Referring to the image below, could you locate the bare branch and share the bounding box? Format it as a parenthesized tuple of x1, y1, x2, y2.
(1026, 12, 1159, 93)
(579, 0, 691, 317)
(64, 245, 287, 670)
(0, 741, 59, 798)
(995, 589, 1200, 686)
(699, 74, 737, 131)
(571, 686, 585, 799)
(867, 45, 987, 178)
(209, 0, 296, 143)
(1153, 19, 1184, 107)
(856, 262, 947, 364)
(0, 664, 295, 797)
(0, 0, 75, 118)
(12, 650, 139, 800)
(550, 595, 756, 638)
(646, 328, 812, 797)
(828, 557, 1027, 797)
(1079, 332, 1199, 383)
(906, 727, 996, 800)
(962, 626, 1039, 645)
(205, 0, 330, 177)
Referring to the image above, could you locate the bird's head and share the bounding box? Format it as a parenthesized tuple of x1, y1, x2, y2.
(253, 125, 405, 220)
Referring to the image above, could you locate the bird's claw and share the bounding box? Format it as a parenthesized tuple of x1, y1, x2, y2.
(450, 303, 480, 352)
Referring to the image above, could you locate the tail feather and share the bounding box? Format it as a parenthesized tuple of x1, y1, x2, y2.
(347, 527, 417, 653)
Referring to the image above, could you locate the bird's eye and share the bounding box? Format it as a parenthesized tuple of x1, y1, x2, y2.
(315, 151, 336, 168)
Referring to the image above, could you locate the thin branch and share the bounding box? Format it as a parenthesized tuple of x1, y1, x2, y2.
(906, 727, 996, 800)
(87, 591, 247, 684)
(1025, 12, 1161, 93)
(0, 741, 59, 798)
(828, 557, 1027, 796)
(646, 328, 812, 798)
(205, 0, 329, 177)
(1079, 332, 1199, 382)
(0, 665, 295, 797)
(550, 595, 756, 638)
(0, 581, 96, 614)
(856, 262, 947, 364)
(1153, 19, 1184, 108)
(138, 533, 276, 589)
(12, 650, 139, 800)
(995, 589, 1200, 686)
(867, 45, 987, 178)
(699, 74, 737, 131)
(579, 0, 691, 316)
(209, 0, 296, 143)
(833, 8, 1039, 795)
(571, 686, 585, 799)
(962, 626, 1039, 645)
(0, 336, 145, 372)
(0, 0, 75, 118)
- - - - - - -
TRY IT: Take the entries above and set them all down again exactly as they read.

YOUR SOLUTION:
Referring to the image below, could you locate the bare branch and share the bounding box? Format it as a parenthesized tuple of x1, y1, x2, y2.
(1026, 12, 1159, 93)
(579, 0, 691, 317)
(64, 245, 287, 670)
(0, 741, 59, 798)
(995, 589, 1200, 686)
(699, 74, 737, 131)
(571, 686, 585, 799)
(867, 45, 987, 178)
(209, 0, 296, 143)
(1153, 19, 1184, 107)
(856, 262, 947, 364)
(0, 664, 295, 797)
(0, 0, 75, 118)
(12, 650, 139, 800)
(550, 595, 756, 638)
(646, 328, 812, 797)
(828, 557, 1027, 797)
(1079, 332, 1199, 383)
(906, 727, 996, 800)
(962, 626, 1039, 645)
(205, 0, 330, 177)
Referring to the image above, could you locate the bird's head and share the bounding box? Format it as a parenthesized tuple of x1, y1, x2, y2.
(253, 125, 405, 220)
Referring to the image above, could you locate the bird's claw and share the bounding box? Format it as a parenthesized tuple of x1, y1, x2, y2.
(450, 303, 480, 352)
Referring to the image above, could you locate the tail feather and share the bounding box? Format it as a parenthesized tuple of x1, y1, x2, y2.
(347, 527, 417, 653)
Referring to the image above, could you locate the bird's eye and share the bounding box? Format it as a parenthesized tuple of x1, y1, x2, y2.
(315, 151, 336, 168)
Referring to the image above, could you locate the thin branch and share the bounding box? Format it as a parenthesized tuple of x1, y1, x2, y2.
(906, 727, 996, 800)
(87, 591, 247, 684)
(1025, 12, 1161, 93)
(0, 741, 59, 798)
(828, 557, 1027, 796)
(646, 328, 812, 798)
(205, 0, 329, 177)
(1079, 332, 1199, 382)
(0, 665, 295, 797)
(550, 595, 756, 638)
(0, 581, 96, 614)
(856, 262, 947, 364)
(1153, 19, 1184, 108)
(138, 533, 276, 589)
(12, 650, 139, 800)
(995, 589, 1200, 686)
(867, 45, 987, 178)
(699, 74, 737, 131)
(579, 0, 691, 316)
(209, 0, 296, 143)
(833, 8, 1039, 795)
(571, 686, 585, 799)
(962, 626, 1039, 645)
(0, 336, 145, 372)
(0, 0, 75, 118)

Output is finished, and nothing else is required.